Data excerpts:
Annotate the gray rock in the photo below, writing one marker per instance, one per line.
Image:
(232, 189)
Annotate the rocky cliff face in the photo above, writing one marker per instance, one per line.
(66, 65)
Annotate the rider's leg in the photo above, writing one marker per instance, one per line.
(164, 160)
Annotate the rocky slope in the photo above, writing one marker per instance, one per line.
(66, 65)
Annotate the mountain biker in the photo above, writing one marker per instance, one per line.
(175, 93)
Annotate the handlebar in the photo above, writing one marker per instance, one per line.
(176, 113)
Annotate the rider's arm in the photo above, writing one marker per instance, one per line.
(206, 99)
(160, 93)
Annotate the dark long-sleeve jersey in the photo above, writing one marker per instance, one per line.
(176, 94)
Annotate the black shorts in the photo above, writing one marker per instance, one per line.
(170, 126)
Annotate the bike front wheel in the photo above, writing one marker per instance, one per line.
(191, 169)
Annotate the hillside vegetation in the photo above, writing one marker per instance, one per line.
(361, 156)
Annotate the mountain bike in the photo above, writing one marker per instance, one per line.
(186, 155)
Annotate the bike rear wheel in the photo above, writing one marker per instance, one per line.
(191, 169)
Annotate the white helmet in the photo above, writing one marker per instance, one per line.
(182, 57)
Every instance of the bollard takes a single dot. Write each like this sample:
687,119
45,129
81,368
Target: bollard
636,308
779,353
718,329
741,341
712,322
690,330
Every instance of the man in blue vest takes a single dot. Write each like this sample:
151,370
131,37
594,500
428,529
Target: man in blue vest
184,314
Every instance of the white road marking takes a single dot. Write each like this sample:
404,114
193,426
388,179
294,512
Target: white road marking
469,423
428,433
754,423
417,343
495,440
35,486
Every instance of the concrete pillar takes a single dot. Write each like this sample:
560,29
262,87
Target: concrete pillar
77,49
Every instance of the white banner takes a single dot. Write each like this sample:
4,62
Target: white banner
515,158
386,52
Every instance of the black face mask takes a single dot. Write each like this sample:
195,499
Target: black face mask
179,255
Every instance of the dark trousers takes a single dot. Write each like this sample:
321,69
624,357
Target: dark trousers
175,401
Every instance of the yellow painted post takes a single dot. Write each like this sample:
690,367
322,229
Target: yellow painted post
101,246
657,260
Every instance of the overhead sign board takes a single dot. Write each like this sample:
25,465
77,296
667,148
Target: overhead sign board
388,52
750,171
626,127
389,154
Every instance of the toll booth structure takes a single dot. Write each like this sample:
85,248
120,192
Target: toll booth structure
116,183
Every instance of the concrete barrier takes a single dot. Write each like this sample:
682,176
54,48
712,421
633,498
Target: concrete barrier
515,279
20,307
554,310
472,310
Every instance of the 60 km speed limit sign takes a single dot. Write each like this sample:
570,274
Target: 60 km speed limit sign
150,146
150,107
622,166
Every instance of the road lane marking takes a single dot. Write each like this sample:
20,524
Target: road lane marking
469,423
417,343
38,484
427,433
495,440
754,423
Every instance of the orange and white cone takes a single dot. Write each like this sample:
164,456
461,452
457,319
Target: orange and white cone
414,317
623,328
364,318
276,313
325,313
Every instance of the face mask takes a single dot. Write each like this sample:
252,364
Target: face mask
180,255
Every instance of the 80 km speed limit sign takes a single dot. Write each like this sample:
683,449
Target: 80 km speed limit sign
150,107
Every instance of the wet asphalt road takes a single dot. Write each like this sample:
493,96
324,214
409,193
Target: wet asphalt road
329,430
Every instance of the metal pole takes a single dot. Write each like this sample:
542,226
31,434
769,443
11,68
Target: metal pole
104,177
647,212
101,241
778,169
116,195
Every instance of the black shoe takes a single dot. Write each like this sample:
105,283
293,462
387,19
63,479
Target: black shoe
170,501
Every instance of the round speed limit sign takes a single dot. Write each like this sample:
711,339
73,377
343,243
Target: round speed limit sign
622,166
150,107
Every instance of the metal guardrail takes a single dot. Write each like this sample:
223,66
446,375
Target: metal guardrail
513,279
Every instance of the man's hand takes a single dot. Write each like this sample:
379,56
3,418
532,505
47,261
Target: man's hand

Stated task: Nothing in the listing may be changed; retype it all exactly.

Output for this task:
Annotate the gray rock in the photo below, writing one marker per instance, one per line.
Image:
(232, 189)
Annotate the rocky cliff face in the photo above, writing one marker per instance, one per line.
(66, 65)
Annotate the rider's leg in the photo above, writing one marker per instance, one per line.
(164, 160)
Annotate the rocky slope in the photo above, writing one marker per instance, one per line.
(66, 65)
Annotate the mountain biker in the photo above, writing one marker per instance, one per line.
(175, 93)
Annotate the handlebar in the photo above, writing one marker per instance, one per line.
(176, 113)
Annotate the rider's arm in the photo above, writing one marker per instance, one per line.
(206, 99)
(160, 93)
Annotate the dark long-sleeve jersey in the photo above, writing one marker per instance, one per line.
(176, 94)
Annotate the black shorts in the photo above, writing one marker per instance, one per line.
(170, 126)
Annotate the bike front wheel in the photo above, writing one marker per instance, one per line.
(191, 169)
Annotate the hillside vegetation in the photo above, writing one marker per instance, one per line.
(361, 156)
Annotate the mountain bike in the photo above, writing one marker per instance, one per line.
(186, 155)
Annotate the bike rear wheel in the photo above, writing one marker per instance, one per line.
(191, 169)
Annotate the white helmet in the photo above, writing one marker per instance, one per line.
(182, 57)
Every instance of the bollard takes a single dot. Write each like this sample:
687,119
45,129
81,368
Target: bollard
636,308
779,353
718,329
741,341
712,322
690,330
Every instance of the man in blue vest takes a single dot. Write each like this sample:
151,370
131,37
594,500
428,529
Target: man in blue vest
184,314
Every instance of the white road marking takes a single dot. Write each like this sample:
404,114
193,426
388,179
294,512
Target: white road marking
469,423
428,433
754,423
417,343
495,440
35,486
Every instance of the concrete pillar takes a single dot. Write each like this sample:
560,29
262,87
Target: concrete pillar
77,49
Every instance of the white banner takes a single dot. Write each like this sample:
4,62
Target: white banner
515,158
386,52
Every instance of the black face mask takes a single dot. Write each like this sample:
195,499
Target: black face mask
179,255
Every instance of the dark trousers takes a single dot. Write each like this sample:
321,69
624,357
Target: dark trousers
175,401
Every instance of the yellow painted post takes a single dot. Write each like this sample:
690,367
322,229
Target: yellow painted post
101,246
657,260
Every instance of the overhead sign board takes a single dot. Write each like this sample:
25,465
77,296
667,148
Target: overhead sign board
388,52
750,171
626,127
389,154
Every instance of the toll booth structure takes a single dot. Write each like this sample:
85,248
120,192
Target: toll booth structure
116,183
Every instance of the concrete barrier takes a single dot. Write each like this sample:
682,176
54,48
712,421
633,498
Target: concrete barrier
515,279
20,307
554,310
472,310
Every instance of the 60 km speed limit sign takes a single dot. Write each like this sample:
570,274
Target: 60 km speed limit sign
150,146
150,107
622,166
Every instance of the road lane marking takes a single dot. Write each like this sample:
20,524
Target: road lane marking
469,423
417,343
38,484
427,433
495,440
754,423
Every instance of the orange and white cone takes a single dot. Write each like this sample:
164,456
461,452
457,319
Target: orange and white cone
414,317
623,328
364,318
276,313
325,313
Every instance of the face mask takes a single dot. Write each like this sample:
252,364
Target: face mask
180,255
Every instance of the 80 km speed limit sign takes a single dot. Write each like this sample:
683,449
Target: 80 km speed limit sign
150,107
Every instance of the wet asphalt road takes a single dot. Write each like this sample:
493,96
324,214
409,193
Target: wet asphalt road
329,430
Every instance of the metal pole takes a single dot. Write each like this sample:
542,226
31,434
769,443
11,68
Target: metal pole
104,177
647,212
101,241
778,169
116,195
Every instance of the black shoe takes a single dot. Write each like this sample:
105,283
293,462
387,19
63,479
Target: black shoe
170,501
Every instance of the round speed limit sign takes a single dot. Write each like this sample:
711,339
73,377
343,243
Target: round speed limit sign
622,166
150,107
Every instance of the metal guardrail takes a single dot. Write each like this sample:
223,66
446,375
Target: metal guardrail
513,279
Every instance of the man's hand takes a single dot. Write each like this sample:
379,56
3,418
532,505
47,261
Target: man's hand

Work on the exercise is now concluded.